Written problem:
Quote the data below word for word, starting with the line that contains "clouds. Write the coordinates, one line per instance." and going on through the line that contains "ledge. Write the coordinates, one line per instance.", and leave the pictures out of your answer.

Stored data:
=======

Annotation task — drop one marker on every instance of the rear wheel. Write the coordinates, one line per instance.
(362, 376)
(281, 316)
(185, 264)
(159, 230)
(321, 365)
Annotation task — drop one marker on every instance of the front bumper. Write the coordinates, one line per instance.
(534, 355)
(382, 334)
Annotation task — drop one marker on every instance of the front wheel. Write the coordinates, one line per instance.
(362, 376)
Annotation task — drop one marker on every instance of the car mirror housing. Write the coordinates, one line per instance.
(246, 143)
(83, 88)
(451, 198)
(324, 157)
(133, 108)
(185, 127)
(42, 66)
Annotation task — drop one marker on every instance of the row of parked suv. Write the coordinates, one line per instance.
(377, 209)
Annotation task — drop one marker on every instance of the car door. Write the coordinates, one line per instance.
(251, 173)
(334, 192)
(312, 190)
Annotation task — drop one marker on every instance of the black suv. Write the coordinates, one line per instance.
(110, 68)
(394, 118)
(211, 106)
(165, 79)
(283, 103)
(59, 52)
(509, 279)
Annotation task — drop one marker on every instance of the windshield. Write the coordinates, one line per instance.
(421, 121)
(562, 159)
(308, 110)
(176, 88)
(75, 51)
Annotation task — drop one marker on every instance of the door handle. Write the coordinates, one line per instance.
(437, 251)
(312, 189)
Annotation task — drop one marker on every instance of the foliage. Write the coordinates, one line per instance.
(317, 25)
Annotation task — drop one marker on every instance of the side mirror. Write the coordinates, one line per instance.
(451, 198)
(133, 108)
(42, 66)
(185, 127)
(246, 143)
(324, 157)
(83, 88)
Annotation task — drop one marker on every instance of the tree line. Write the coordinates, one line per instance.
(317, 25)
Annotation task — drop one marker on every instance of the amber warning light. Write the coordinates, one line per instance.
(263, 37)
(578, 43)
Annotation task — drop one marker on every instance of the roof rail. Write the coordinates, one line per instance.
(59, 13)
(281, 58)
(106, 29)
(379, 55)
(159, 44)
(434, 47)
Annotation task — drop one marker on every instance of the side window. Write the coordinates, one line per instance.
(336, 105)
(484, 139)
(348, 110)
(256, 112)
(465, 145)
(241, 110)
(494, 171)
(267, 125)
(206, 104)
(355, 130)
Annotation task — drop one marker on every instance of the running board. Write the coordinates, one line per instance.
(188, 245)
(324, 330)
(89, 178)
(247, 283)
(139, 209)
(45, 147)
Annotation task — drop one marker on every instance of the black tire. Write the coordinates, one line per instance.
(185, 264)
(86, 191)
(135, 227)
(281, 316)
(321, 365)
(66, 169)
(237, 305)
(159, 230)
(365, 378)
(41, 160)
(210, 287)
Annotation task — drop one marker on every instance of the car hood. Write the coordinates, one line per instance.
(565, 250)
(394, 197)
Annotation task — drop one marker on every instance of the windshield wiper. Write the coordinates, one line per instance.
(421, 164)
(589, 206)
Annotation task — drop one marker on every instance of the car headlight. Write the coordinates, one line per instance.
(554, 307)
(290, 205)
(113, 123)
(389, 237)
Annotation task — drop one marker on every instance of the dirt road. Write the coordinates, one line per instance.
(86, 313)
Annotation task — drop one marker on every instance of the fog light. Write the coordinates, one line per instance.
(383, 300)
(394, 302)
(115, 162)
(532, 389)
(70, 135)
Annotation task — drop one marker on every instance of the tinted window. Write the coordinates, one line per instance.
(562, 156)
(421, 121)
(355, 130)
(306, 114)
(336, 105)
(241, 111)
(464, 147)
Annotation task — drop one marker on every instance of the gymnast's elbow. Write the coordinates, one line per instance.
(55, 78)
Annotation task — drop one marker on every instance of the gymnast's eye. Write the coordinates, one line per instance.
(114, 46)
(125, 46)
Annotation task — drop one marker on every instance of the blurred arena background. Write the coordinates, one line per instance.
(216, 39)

=======

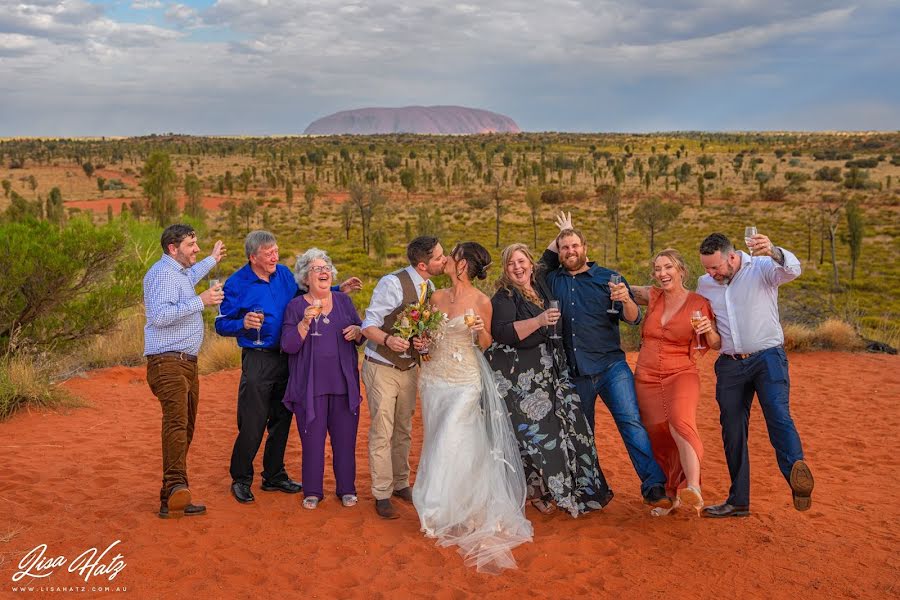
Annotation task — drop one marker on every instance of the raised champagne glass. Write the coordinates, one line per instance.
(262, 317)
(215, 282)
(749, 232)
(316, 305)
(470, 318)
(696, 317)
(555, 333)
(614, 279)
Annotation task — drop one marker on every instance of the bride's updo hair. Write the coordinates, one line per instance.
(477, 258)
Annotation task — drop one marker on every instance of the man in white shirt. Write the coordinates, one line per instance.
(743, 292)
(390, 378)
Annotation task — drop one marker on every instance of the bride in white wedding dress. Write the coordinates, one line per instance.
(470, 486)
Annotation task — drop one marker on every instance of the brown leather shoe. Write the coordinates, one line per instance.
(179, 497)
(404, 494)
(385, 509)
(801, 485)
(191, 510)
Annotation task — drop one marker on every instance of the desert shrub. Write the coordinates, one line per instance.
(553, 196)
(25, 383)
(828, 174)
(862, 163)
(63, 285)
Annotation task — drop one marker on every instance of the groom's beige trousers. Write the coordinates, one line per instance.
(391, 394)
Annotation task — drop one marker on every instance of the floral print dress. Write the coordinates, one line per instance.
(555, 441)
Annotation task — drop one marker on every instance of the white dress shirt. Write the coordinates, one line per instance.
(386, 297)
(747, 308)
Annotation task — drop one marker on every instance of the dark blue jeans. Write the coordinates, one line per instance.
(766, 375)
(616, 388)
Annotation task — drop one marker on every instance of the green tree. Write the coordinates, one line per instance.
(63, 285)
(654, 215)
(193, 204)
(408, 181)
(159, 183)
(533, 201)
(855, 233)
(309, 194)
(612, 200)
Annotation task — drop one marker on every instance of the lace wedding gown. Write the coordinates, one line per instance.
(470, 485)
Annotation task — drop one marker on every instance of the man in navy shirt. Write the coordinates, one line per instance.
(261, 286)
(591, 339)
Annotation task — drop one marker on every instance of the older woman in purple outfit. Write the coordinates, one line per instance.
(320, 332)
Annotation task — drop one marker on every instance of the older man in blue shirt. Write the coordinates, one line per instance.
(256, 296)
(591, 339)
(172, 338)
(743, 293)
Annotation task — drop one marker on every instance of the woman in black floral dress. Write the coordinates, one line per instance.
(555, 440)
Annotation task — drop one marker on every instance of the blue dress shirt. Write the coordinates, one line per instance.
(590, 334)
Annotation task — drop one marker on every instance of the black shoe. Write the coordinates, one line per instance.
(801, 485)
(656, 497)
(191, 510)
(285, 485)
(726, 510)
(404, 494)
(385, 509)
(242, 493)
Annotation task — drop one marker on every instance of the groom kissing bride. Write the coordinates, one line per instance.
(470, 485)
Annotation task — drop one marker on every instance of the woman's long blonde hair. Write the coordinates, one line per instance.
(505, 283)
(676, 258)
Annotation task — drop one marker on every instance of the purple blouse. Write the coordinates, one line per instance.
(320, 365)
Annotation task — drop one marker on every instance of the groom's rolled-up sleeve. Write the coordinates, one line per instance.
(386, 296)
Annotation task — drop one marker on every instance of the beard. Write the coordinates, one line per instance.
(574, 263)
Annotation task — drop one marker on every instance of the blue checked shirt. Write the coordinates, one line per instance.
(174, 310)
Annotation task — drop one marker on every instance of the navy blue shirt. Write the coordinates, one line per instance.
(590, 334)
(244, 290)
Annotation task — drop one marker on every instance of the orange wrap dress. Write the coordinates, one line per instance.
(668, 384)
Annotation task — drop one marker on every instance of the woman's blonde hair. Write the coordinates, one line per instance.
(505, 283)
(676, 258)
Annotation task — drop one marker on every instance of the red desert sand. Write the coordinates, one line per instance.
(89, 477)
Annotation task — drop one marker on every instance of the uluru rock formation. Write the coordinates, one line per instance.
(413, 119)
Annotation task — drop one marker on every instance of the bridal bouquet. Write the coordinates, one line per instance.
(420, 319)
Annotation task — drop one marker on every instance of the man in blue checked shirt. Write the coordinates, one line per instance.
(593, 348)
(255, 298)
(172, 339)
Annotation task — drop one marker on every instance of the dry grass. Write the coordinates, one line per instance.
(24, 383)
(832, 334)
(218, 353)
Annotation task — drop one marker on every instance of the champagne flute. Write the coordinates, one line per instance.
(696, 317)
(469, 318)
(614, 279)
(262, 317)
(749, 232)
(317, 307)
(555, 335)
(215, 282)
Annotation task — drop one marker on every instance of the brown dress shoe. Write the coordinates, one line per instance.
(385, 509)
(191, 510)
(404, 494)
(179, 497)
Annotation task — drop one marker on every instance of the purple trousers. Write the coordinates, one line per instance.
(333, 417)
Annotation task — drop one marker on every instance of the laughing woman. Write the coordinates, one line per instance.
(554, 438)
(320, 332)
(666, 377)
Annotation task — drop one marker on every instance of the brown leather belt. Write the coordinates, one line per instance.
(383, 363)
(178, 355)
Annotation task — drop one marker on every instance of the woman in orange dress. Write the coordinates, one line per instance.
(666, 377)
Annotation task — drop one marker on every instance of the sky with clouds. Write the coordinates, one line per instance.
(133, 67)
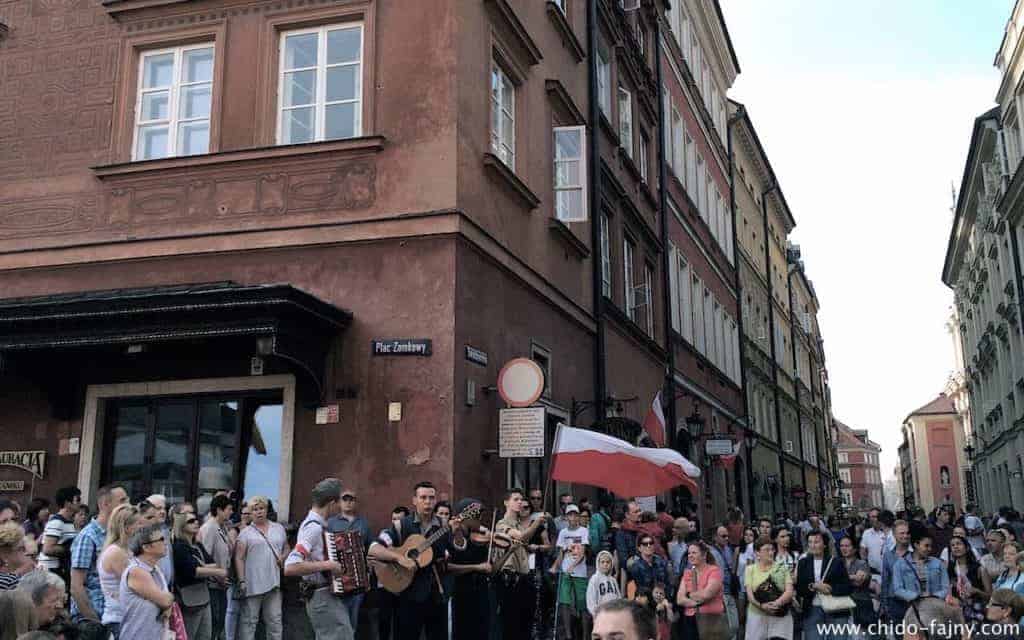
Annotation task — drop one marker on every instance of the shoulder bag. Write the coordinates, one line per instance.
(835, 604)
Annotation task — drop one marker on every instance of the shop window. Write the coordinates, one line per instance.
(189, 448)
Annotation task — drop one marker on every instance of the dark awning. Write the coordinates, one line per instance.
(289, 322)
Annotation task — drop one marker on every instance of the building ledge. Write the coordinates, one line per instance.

=======

Task solution:
Annotation task — drop one marker on every instance of the sky with clouds. Write the coordinates, one line per instance.
(133, 67)
Annotation task — drop one marker on every instance of the shoulder bag. Write the coordinates, one line per instance.
(835, 604)
Annotation task — drop one marker on every instance of the shop window. Write the coordinates, one line per instance.
(189, 448)
Annotation task — drop one marker on every instance of the dark awning. Write the coordinates, one line per instance.
(289, 322)
Annotation task — drop one marker on every instance of the building ledge. Write the coordinates, one line per instance.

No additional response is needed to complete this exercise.